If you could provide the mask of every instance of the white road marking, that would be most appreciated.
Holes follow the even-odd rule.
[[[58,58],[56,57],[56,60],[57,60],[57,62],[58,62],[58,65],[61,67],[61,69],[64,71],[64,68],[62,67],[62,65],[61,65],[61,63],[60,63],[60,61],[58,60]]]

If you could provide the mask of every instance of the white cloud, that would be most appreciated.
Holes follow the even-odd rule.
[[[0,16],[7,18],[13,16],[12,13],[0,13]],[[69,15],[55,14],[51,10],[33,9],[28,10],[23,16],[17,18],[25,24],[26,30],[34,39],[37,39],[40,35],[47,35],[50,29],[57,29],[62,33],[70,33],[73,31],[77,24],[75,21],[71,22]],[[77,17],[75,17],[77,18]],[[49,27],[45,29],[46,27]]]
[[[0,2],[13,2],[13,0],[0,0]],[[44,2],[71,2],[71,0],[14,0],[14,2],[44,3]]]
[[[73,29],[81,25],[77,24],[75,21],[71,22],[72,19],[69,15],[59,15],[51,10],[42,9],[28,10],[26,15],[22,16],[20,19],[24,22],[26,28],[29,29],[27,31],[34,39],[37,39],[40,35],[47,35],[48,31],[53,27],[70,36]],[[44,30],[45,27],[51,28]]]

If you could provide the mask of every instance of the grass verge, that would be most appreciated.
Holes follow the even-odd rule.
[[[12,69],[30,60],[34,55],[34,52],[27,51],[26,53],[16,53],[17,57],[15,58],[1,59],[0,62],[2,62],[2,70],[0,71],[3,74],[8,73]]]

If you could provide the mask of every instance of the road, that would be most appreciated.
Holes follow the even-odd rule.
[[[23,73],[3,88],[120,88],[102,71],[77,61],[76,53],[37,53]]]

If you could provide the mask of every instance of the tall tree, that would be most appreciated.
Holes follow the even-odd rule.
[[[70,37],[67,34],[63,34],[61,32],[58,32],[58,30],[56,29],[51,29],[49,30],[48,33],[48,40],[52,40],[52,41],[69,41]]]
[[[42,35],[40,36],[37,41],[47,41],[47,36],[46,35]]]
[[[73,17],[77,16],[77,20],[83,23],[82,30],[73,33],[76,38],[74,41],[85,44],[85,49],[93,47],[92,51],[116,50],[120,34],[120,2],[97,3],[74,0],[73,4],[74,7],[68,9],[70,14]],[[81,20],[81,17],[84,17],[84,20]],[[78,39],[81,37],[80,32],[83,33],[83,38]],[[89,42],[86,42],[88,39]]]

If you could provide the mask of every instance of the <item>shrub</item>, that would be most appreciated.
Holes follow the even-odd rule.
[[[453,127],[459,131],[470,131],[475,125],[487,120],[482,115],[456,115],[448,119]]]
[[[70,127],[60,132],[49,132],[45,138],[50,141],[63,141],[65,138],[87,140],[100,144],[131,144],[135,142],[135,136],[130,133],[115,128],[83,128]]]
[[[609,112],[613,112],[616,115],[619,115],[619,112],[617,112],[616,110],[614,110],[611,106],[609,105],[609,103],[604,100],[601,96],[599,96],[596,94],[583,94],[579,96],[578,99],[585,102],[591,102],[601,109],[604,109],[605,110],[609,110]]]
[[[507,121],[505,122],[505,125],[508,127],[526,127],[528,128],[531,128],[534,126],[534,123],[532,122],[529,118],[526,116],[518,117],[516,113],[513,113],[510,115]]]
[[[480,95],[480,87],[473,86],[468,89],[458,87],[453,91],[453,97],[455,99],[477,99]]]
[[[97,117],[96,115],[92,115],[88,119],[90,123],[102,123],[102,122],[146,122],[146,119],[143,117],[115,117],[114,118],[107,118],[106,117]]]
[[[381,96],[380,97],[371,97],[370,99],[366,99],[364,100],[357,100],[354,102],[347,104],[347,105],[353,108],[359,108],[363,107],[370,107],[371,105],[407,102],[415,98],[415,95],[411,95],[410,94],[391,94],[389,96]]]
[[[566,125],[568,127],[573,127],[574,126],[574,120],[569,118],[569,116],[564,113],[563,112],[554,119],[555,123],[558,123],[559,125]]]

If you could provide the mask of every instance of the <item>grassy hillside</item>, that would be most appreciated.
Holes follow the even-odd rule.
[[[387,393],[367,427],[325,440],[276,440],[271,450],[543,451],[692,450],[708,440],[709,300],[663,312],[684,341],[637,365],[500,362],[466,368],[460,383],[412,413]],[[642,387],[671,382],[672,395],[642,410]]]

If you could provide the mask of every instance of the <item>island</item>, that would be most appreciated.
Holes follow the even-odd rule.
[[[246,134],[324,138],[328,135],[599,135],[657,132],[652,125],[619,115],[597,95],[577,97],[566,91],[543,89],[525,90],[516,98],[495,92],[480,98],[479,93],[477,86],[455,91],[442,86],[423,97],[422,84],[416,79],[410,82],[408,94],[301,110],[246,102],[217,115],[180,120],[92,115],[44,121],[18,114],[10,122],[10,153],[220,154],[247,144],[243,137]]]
○ ○ ○
Task statement: Repeat the lines above exactly.

Output below:
If you could provide the mask of every instance of the white road marking, that would be most appreciated.
Holes follow the even-odd rule.
[[[58,58],[56,57],[56,60],[57,60],[57,62],[58,62],[58,65],[61,67],[61,69],[64,71],[64,68],[62,67],[62,65],[61,65],[61,63],[60,63],[60,61],[58,60]]]

If you could provide the mask of every instance of the white cloud, that would be most appreciated.
Holes follow the even-odd rule.
[[[0,16],[7,18],[13,16],[12,13],[0,13]],[[69,15],[55,14],[51,10],[33,9],[28,10],[23,16],[17,18],[25,24],[26,30],[34,39],[37,39],[40,35],[47,35],[50,29],[57,29],[62,33],[70,33],[73,31],[77,24],[75,21],[71,22]],[[77,17],[75,17],[77,18]],[[49,27],[45,29],[46,27]]]
[[[0,2],[13,2],[13,0],[0,0]],[[44,2],[71,2],[71,0],[14,0],[14,2],[44,3]]]
[[[73,29],[81,25],[77,24],[75,21],[71,22],[72,19],[69,15],[59,15],[51,10],[42,9],[28,10],[26,15],[22,16],[20,19],[24,22],[26,28],[29,29],[27,31],[34,39],[37,39],[40,35],[47,35],[48,31],[53,27],[70,36]],[[44,30],[45,27],[51,28]]]

If you could provide the mask of every instance of the grass verge, that would be most appreciated.
Holes follow the even-odd rule.
[[[12,69],[30,60],[34,55],[34,52],[27,51],[26,53],[16,53],[17,57],[15,58],[1,59],[0,62],[2,62],[2,70],[0,71],[3,74],[8,73]]]

If you could provide the mask of every instance of the road, that would be most appreciated.
Holes follow the even-odd rule.
[[[23,73],[3,88],[120,88],[102,71],[77,61],[76,53],[37,53]]]

If you could provide the mask of every instance of the tall tree, that would be most appreciated.
Holes follow the even-odd rule.
[[[70,37],[67,34],[63,34],[61,32],[58,32],[58,30],[56,29],[51,29],[49,30],[48,33],[48,40],[52,40],[52,41],[69,41]]]
[[[42,35],[40,36],[37,41],[47,41],[47,36],[46,35]]]
[[[73,17],[77,16],[77,20],[83,23],[82,30],[73,33],[76,38],[74,41],[85,44],[85,49],[93,47],[92,51],[116,50],[120,34],[120,2],[97,3],[74,0],[73,4],[74,7],[68,9],[70,14]],[[81,20],[81,17],[84,17],[84,20]],[[78,39],[81,37],[80,32],[83,33],[83,38]],[[89,42],[86,42],[88,39]]]

If you could provide the mask of every instance of the <item>shrub</item>, that would be most appreciated.
Holes follow the even-odd rule.
[[[453,127],[459,131],[470,131],[475,125],[487,120],[482,115],[456,115],[448,119]]]
[[[70,127],[60,132],[49,132],[45,138],[50,141],[63,141],[65,138],[87,140],[100,144],[131,144],[135,142],[135,136],[130,133],[115,128],[83,128]]]
[[[609,112],[613,112],[616,115],[619,115],[619,112],[617,112],[616,110],[614,110],[611,106],[609,105],[609,103],[604,100],[601,96],[599,96],[596,94],[583,94],[579,96],[578,99],[585,102],[591,102],[601,109],[604,109],[605,110],[609,110]]]
[[[507,121],[505,122],[505,125],[508,127],[526,127],[528,128],[531,128],[534,126],[534,123],[532,122],[529,118],[526,116],[518,117],[516,113],[513,113],[510,115]]]
[[[480,95],[480,87],[473,86],[468,89],[458,87],[453,91],[453,97],[455,99],[477,99]]]
[[[97,117],[96,115],[92,115],[88,119],[90,123],[102,123],[102,122],[146,122],[146,119],[143,117],[115,117],[114,118],[107,118],[106,117]]]
[[[381,96],[380,97],[371,97],[370,99],[366,99],[364,100],[357,100],[354,102],[347,104],[347,105],[353,108],[359,108],[363,107],[370,107],[371,105],[407,102],[415,98],[415,95],[411,95],[410,94],[391,94],[389,96]]]
[[[566,125],[568,127],[573,127],[574,126],[574,120],[569,118],[569,116],[564,113],[563,112],[554,119],[555,123],[558,123],[559,125]]]

If you could provide the mask of every instance of the <item>grassy hillside</item>, that would be most appreciated.
Holes follow the even-odd rule.
[[[387,393],[367,427],[325,440],[276,440],[271,450],[543,451],[692,450],[708,440],[709,300],[663,312],[684,341],[637,365],[500,362],[466,368],[460,383],[412,413]],[[642,387],[671,382],[672,395],[642,410]]]

If you could provide the mask of every instance of the <item>island</item>, that would be most appreciated.
Holes follow the even-odd rule.
[[[246,134],[324,138],[328,135],[599,135],[657,132],[652,125],[619,115],[597,95],[577,97],[566,91],[543,89],[525,90],[516,98],[495,92],[480,98],[479,93],[477,86],[455,91],[442,86],[423,97],[422,84],[416,79],[410,82],[408,94],[301,110],[246,102],[217,115],[180,120],[92,115],[44,121],[18,114],[10,122],[10,153],[220,154],[247,144],[243,137]]]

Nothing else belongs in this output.